▸ **What the task requires**
Copy out the rows below with "Locate" swapped for "Mark" everywhere it appears, changing nothing else. Leave the pictures out of your answer.

▸ **Provided information**
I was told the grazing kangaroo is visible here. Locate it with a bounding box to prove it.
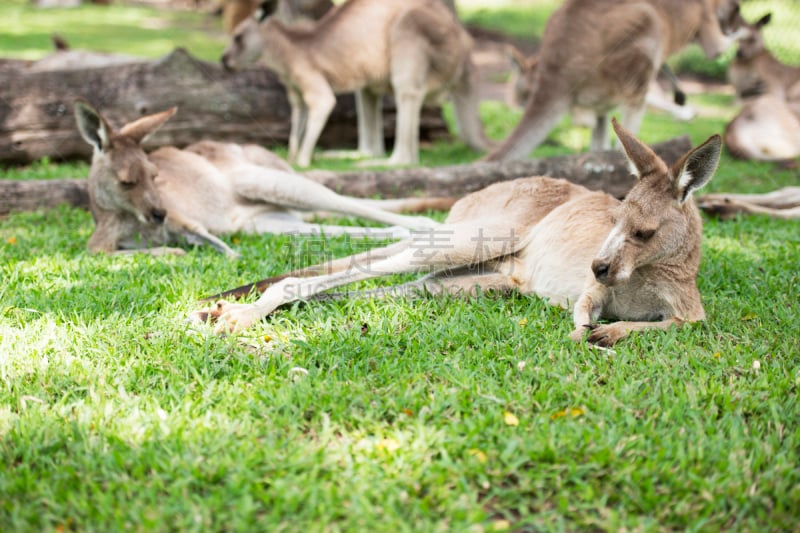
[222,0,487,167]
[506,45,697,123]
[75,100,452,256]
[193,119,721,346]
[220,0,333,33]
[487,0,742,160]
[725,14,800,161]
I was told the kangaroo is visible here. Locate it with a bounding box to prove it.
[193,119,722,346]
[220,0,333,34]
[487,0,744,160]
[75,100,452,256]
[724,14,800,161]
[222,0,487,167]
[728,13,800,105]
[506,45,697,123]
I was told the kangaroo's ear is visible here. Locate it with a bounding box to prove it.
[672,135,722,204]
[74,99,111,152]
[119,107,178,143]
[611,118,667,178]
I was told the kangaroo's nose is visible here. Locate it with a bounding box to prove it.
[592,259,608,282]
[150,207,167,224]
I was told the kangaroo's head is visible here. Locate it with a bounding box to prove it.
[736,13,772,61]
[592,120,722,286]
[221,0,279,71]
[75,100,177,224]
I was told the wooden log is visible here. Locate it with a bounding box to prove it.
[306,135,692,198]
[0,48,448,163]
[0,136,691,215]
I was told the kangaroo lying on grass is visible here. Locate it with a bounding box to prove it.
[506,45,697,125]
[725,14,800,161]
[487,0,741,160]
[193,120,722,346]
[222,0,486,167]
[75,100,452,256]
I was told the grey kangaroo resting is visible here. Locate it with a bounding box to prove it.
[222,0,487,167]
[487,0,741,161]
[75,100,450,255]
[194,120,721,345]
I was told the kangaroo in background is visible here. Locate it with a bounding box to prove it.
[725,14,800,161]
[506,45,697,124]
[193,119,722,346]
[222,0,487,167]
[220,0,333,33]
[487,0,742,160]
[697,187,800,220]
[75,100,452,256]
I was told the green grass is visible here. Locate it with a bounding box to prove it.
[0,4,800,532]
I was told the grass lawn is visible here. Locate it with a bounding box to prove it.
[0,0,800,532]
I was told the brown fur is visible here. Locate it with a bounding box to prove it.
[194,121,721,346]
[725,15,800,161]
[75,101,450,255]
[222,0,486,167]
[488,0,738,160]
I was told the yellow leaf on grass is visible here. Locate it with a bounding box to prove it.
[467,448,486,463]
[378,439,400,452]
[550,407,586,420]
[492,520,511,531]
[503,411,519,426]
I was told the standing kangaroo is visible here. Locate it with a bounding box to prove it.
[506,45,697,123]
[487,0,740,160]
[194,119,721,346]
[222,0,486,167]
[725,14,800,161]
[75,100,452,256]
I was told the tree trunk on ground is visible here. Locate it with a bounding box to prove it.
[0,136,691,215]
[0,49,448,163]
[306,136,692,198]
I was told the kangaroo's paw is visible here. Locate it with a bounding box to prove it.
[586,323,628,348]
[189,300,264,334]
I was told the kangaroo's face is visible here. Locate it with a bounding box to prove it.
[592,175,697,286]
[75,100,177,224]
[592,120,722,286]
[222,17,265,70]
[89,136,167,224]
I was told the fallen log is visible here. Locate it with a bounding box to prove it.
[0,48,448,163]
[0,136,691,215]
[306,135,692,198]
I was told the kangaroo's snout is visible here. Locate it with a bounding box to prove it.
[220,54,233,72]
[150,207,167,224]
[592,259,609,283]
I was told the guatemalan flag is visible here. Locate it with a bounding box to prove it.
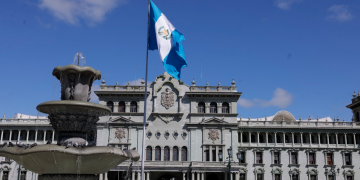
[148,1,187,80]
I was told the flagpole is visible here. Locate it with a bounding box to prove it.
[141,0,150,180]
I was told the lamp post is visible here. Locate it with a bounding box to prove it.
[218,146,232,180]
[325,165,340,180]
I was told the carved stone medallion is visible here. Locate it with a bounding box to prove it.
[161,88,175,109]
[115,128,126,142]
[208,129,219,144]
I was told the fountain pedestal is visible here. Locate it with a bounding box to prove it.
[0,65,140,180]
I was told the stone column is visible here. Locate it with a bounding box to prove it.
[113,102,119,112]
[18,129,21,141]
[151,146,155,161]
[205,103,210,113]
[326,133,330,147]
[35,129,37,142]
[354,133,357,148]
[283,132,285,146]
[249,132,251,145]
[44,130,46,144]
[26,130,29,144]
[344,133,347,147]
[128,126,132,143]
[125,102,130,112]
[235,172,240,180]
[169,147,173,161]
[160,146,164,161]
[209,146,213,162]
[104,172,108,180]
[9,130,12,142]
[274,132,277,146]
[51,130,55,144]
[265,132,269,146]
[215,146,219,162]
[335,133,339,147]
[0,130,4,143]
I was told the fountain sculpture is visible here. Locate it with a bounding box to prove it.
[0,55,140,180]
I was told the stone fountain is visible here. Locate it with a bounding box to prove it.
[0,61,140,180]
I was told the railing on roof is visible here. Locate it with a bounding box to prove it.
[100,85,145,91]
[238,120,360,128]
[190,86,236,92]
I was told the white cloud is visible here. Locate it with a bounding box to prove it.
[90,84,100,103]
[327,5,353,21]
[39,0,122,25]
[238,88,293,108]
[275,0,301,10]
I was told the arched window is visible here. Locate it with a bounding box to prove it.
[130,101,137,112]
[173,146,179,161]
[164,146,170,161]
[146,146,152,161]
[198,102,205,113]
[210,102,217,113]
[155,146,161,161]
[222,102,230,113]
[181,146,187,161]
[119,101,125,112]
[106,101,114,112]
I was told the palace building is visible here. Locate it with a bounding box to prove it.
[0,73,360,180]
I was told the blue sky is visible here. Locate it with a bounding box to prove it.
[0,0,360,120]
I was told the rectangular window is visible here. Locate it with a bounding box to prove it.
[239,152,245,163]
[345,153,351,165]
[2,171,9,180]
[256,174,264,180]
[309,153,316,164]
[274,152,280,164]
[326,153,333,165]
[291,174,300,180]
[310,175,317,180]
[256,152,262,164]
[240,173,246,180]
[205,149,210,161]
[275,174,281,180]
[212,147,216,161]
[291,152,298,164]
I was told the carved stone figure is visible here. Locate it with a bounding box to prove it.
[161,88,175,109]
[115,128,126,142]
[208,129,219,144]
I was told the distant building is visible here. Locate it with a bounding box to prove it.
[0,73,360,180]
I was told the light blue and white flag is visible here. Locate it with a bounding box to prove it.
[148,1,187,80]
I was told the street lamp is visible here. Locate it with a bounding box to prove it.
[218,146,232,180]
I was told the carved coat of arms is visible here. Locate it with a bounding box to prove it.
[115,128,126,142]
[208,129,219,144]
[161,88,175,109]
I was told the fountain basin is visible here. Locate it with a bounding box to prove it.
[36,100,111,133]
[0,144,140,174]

▸ **Task response**
I was told the grazing kangaroo is visible here. Mark it with a bounding box to prove it.
[222,0,487,167]
[506,45,697,123]
[75,100,452,256]
[193,119,721,346]
[220,0,333,33]
[487,0,742,160]
[725,14,800,161]
I was told the kangaroo is visible here. Mark it with a bounding box to prove it.
[193,119,722,346]
[220,0,333,34]
[487,0,744,160]
[75,100,452,256]
[724,14,800,161]
[222,0,487,167]
[728,13,800,105]
[506,45,697,123]
I was told the kangaroo's ear is visible here. Mark it with a bounding box to prove it.
[672,135,722,204]
[74,99,111,152]
[119,107,178,143]
[611,118,667,178]
I was told the kangaroo's nose is visible here. Mark it with a bounding box to prove it.
[592,259,608,282]
[150,207,167,224]
I was told the kangaroo's head is visible here. Mark it with a bounding box to prove it.
[736,13,772,61]
[592,120,722,286]
[221,0,279,71]
[75,100,177,224]
I was told the wooden log is visible here. Mark it with a bounding box to prove it.
[306,135,692,198]
[0,48,448,163]
[0,136,691,215]
I was told the kangaroo lying on grass is visible here. Mark it with a bounding box to prove it.
[506,45,697,125]
[725,14,800,161]
[487,0,741,160]
[193,120,722,346]
[222,0,486,167]
[75,100,452,256]
I was told the grey kangaroo resting is visible here. Mark it with a bounding box to prove it.
[222,0,487,167]
[487,0,741,161]
[75,100,450,255]
[194,120,721,345]
I was told the kangaroo in background is visible here. Mark it with a bounding box to prove it.
[725,14,800,161]
[506,45,697,124]
[193,119,722,346]
[222,0,487,167]
[220,0,333,33]
[487,0,742,160]
[697,187,800,220]
[75,100,452,256]
I was told the green grass is visible here. Mark it with a bounding box to prove it.
[0,4,800,532]
I was told the grass lawn is visible here. Mark it with a bounding box to prove it.
[0,0,800,532]
I was told the brown fur is visible here. Mark it with a bounding box to prove it.
[194,121,721,346]
[725,15,800,161]
[75,101,450,255]
[222,0,486,167]
[488,0,738,160]
I was told the yellow leaf on grass is visible here. Mark it with a bounding box to prove it.
[467,448,486,463]
[378,439,400,452]
[550,407,586,420]
[492,520,511,531]
[503,411,519,426]
I was told the standing kangaroo is visible here. Mark it with a bounding box to prove it.
[506,45,697,123]
[487,0,740,160]
[194,119,721,346]
[222,0,486,167]
[725,14,800,161]
[75,100,452,256]
I was told the tree trunk on ground is visible here. Mark it with a bounding box to prove it.
[0,136,691,215]
[0,49,448,163]
[306,136,692,198]
I was told the kangaroo's paw is visible here. Mark it with a bounding box to prove it.
[586,323,628,348]
[189,300,264,334]
I was told the kangaroo's face is visible here. Mark it with a bounding box to prove it.
[592,175,697,286]
[75,100,177,224]
[592,120,722,286]
[222,17,265,70]
[89,136,167,224]
I was told the fallen log is visible here. Mark it with a bounding box to prove it.
[0,48,448,163]
[0,136,691,215]
[306,135,692,198]
I was told the kangaroo's snout is visible here. Mark it with a bounding box to prove it.
[220,54,233,72]
[150,207,167,224]
[592,259,609,283]
I was told the guatemalan flag is visible here. Mark it with a bounding box to prove it.
[148,1,187,80]
I was told the flagpole is visible here. Mark it with a bounding box to prove it.
[141,0,150,180]
I was told the lamp post is visible here. Mark it with a bounding box to prove it.
[218,146,232,180]
[325,165,340,180]
I was told the carved stone medallion is visible here. Mark it with a bounding box to prove it.
[161,88,175,109]
[115,128,126,142]
[208,129,219,144]
I was told the fountain pedestal is visible here. Mark it with a bounding box to prove it.
[0,65,140,180]
I was told the stone column is visible here. Mark it with a bounding box to prove it.
[113,102,119,112]
[18,129,21,141]
[151,146,155,161]
[205,103,210,113]
[326,133,330,147]
[35,129,37,142]
[354,133,357,148]
[283,132,285,146]
[249,132,251,145]
[44,130,46,144]
[26,130,29,144]
[344,133,347,147]
[128,126,132,143]
[125,102,130,112]
[235,172,240,180]
[169,147,173,161]
[160,146,164,161]
[209,146,213,162]
[104,172,108,180]
[9,130,12,142]
[274,132,277,146]
[51,130,55,144]
[265,132,269,146]
[215,146,219,162]
[335,133,339,147]
[0,130,4,143]
I was told the fountain sculpture is visible here. Mark it with a bounding box to prove it.
[0,55,140,180]
I was told the stone fountain is visible here. Mark it with a bounding box to prove it.
[0,61,140,180]
I was told the railing on roof is visible here. Mark it with a bounding box to prove it.
[100,85,145,91]
[238,120,360,128]
[190,86,236,92]
I was told the white cloud is visible here. Mark it with a bounding box to prove it.
[90,84,100,103]
[327,5,353,21]
[39,0,122,25]
[238,88,293,108]
[275,0,301,10]
I was told the arched window is visible here. Mark it with a bounding box to prove it.
[130,101,137,112]
[173,146,179,161]
[164,146,170,161]
[146,146,152,161]
[198,102,205,113]
[210,102,217,113]
[155,146,161,161]
[222,102,230,113]
[181,146,187,161]
[119,101,125,112]
[106,101,114,112]
I was told the palace building is visible here. Mark it with a bounding box to prove it.
[0,73,360,180]
I was told the blue sky is visible here. Mark it with a bounding box to prove it.
[0,0,360,120]
I was told the rectangular window is visible here. Mark it with a bounding box to prove it.
[239,152,245,163]
[345,153,351,165]
[2,171,9,180]
[256,174,264,180]
[309,153,316,164]
[274,152,280,164]
[326,153,333,165]
[291,174,300,180]
[310,175,317,180]
[256,152,262,164]
[240,173,246,180]
[205,149,210,161]
[275,174,281,180]
[212,147,216,161]
[291,152,298,164]
I was told the carved stone figure is visible here. Mark it with a bounding box to prove it.
[161,88,175,109]
[115,128,126,142]
[208,129,219,144]
I was told the distant building is visible here. Mark it with a bounding box to prove it.
[0,73,360,180]
I was told the light blue and white flag is visible here. Mark it with a bounding box to prove it.
[148,1,187,80]
I was told the street lamp is visible here. Mark it with a bounding box to prove it.
[218,146,232,180]
I was told the carved coat of arms is visible here. Mark it with a bounding box to prove it.
[115,128,126,142]
[208,129,219,144]
[161,88,175,109]
I was told the fountain basin is visible here. Mark it with a bounding box to prove it.
[36,100,111,133]
[0,144,140,174]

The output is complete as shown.